# Questions on the material
A: Answer these questions using the text on the politics of Catalonia.
(i) Which three bodies does the Generalitat de Catalunya include?
(ii) Which party has been called "long the region's dominant political party"?
(iii) What is the sister major party of the Socialists' Party of Catalonia?
B: From the text on the politics of Catalonia, output the passage starting with "The politics of" and going on through "in the world.".
C: Using the text on the politics of Catalonia, explain in one to three sentences why Catalan politics influences some aspects of Spanish politics.

# Text shown
▼
= Politics of Catalonia =

Politics of Spanish state

The politics of Catalonia takes place within the framework of its Statute of Autonomy, which grants a degree of self-government to Catalonia and establish it as an autonomous community of Spain with the status of a nationality, operating as a parliamentary democracy. The Generalitat de Catalunya is the Catalan institution of self-government, which includes the Parliament of Catalonia, the President and the Executive Council. The Parliament of Catalonia is one of the oldest in the world.

Catalan politics also influence some aspects of Spanish politics due to the presence of Catalan nationalist parties in the Spanish Parliament, whose political support is often required by any given winner of the Spanish general elections to form a majority. The currently extinct Convergence and Union party had been described as being "long the region's dominant political party". Catalan politics is also noted, to a lesser extent, for the influence exerted by the Socialists' Party of Catalonia on its sister major party, the Spanish Socialist Workers' Party (PSOE). Recently, the constitutional status of Catalonia was subject to a dispute between the Government of Spain, which view it as an autonomous community within the Kingdom of Spain and the unilaterally declared Catalan Republic, which saw itself as an independent sovereign state.
▲
# Source data
▼
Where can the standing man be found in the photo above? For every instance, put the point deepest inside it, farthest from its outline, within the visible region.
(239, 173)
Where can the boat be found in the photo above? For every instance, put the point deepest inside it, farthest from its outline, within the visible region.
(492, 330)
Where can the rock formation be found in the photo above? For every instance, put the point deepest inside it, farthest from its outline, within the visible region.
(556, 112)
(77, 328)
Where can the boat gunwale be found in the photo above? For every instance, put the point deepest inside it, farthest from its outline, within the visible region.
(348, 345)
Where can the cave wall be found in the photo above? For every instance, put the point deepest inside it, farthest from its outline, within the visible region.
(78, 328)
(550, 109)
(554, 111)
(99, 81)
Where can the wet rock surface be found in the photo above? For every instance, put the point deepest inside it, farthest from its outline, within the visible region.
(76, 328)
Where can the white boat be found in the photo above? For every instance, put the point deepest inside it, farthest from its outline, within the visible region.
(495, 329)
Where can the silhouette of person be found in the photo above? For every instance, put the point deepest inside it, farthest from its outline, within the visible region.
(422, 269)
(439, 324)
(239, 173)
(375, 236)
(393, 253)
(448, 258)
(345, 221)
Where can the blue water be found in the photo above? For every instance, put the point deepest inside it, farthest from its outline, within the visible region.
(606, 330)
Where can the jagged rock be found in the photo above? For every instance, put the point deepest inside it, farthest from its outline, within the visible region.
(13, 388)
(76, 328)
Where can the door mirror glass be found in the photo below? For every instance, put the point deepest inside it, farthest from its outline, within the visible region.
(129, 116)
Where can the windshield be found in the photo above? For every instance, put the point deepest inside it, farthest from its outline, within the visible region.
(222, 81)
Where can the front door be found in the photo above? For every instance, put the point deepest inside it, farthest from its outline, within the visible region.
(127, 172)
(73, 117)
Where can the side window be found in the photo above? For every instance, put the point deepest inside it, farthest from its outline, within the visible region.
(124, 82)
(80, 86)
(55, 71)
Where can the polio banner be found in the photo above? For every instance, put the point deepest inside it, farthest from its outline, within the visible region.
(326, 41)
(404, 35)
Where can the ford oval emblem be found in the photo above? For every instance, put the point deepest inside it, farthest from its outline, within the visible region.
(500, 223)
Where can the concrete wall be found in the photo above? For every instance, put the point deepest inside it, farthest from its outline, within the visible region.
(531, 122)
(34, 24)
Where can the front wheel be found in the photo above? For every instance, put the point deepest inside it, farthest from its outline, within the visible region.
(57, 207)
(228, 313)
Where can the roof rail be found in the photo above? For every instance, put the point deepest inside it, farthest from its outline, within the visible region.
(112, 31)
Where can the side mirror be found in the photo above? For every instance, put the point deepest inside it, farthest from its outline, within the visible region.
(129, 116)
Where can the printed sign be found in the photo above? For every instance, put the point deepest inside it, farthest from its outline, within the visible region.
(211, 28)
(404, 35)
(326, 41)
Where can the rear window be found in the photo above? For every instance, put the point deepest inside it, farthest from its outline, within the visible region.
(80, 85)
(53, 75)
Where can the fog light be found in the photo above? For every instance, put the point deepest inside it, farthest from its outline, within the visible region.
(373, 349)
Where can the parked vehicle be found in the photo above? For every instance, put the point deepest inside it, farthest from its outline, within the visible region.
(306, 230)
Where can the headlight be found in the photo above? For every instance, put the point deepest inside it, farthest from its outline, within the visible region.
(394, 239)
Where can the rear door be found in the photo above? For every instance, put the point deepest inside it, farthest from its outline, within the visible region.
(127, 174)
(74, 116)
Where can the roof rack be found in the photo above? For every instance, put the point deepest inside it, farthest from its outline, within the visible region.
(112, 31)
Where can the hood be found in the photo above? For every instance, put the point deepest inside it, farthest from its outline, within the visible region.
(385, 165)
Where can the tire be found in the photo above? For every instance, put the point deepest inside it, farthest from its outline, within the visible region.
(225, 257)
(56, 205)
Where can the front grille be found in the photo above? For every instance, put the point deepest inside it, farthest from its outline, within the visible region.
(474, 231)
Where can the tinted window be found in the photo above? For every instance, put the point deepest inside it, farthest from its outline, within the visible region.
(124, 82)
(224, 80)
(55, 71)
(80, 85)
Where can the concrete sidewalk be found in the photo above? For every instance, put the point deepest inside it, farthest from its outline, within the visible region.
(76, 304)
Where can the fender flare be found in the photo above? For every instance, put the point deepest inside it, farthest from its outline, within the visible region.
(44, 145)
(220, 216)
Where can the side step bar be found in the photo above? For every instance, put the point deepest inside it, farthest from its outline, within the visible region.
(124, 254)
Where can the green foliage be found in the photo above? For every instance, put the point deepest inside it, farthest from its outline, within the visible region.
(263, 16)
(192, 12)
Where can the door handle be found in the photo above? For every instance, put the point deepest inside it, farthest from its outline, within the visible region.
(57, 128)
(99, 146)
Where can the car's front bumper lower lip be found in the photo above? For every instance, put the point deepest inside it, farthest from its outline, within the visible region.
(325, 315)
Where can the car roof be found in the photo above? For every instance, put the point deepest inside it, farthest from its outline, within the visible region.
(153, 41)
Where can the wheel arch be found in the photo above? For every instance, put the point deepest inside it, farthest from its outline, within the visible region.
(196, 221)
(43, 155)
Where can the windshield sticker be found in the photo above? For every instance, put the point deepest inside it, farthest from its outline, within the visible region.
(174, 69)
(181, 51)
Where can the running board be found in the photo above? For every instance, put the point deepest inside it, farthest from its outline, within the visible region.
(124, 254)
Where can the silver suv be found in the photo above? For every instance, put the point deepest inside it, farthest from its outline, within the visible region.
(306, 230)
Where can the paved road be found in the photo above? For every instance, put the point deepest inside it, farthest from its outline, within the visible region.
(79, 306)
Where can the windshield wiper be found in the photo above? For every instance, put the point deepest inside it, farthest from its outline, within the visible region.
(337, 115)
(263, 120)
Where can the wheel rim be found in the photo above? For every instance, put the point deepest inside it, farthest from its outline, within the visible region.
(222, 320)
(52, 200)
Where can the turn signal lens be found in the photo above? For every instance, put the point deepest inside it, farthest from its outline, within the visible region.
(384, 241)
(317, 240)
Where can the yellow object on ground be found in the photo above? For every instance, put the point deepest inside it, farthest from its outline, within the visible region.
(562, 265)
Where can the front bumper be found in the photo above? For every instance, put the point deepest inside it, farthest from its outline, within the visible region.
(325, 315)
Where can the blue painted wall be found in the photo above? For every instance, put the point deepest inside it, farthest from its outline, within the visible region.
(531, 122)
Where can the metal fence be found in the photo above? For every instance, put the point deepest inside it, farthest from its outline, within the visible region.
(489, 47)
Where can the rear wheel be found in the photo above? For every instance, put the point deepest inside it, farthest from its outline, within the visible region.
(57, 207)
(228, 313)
▲
# Solved problems
A:
(i) The Parliament of Catalonia, the President and the Executive Council.
(ii) The Convergence and Union party, which is now extinct.
(iii) The Spanish Socialist Workers' Party (PSOE).

B:
The politics of Catalonia takes place within the framework of its Statute of Autonomy, which grants a degree of self-government to Catalonia and establish it as an autonomous community of Spain with the status of a nationality, operating as a parliamentary democracy. The Generalitat de Catalunya is the Catalan institution of self-government, which includes the Parliament of Catalonia, the President and the Executive Council. The Parliament of Catalonia is one of the oldest in the world.

C: Catalan nationalist parties hold seats in the Spanish Parliament. Whoever wins the Spanish general elections often needs their support to form a majority.